SET PROBLEM: Arrange the lines as a numbered list, omitting any blank lines. Begin at the line that has "Each instance receives one keypoint. Mark the thick" and stop after the line that has "Target: thick cloud bank".

MATERIAL:
#####

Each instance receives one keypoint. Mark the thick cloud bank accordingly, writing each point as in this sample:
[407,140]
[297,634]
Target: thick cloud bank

#####

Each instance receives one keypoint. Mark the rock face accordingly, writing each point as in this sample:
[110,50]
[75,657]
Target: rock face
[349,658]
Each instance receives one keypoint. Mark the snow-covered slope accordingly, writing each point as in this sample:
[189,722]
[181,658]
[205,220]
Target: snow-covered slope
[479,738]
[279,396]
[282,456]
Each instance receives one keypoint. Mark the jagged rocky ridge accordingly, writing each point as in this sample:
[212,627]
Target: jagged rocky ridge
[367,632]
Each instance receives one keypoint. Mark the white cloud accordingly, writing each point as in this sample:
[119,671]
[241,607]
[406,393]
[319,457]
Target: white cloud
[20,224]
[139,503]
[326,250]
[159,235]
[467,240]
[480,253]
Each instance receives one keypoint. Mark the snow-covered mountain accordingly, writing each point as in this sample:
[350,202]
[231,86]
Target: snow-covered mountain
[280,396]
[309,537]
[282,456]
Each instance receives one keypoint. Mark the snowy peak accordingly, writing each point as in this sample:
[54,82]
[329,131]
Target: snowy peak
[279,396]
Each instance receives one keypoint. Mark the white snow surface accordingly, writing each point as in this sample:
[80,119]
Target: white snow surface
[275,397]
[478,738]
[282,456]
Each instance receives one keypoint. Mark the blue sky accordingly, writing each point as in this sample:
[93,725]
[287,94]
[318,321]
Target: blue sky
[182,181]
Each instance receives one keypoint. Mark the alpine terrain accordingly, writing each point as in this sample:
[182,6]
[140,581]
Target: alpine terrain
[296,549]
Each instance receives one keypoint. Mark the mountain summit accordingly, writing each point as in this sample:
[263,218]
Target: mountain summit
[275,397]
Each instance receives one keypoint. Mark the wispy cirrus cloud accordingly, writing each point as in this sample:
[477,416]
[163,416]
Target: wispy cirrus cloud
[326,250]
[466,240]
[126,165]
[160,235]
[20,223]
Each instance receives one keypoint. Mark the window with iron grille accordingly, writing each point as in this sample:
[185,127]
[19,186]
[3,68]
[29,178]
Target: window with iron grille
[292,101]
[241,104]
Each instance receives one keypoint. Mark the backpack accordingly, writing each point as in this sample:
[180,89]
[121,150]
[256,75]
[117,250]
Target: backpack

#####

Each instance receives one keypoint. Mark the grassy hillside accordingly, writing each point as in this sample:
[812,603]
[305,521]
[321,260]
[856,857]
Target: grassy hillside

#####

EXERCISE OUTPUT:
1. Each instance receives one keypoint. Mark the thick cloud bank accordingly, writing each point as in this sample:
2. [407,140]
3. [297,634]
4. Target: thick cloud bank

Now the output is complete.